TRY IT: From the line that contains "Find the blue" to the end of the entries, write out every line exactly, including both ends, and nothing more.

Image-grounded pointing data:
━━━━━━━━━━
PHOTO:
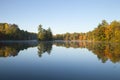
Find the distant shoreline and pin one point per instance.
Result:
(17, 41)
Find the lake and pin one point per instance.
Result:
(60, 60)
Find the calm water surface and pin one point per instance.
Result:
(60, 61)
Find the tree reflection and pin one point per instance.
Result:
(104, 51)
(12, 49)
(44, 47)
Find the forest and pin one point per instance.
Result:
(103, 32)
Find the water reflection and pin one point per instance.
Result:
(12, 49)
(104, 51)
(44, 47)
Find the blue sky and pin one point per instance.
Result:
(61, 15)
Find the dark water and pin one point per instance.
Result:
(60, 61)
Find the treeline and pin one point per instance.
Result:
━━━━━━━━━━
OUTPUT:
Find the blue sky and pin one point per instance.
Result:
(61, 15)
Find the dark water and pin one point per instance.
Result:
(60, 61)
Find the treeline and pin one point per instance.
Result:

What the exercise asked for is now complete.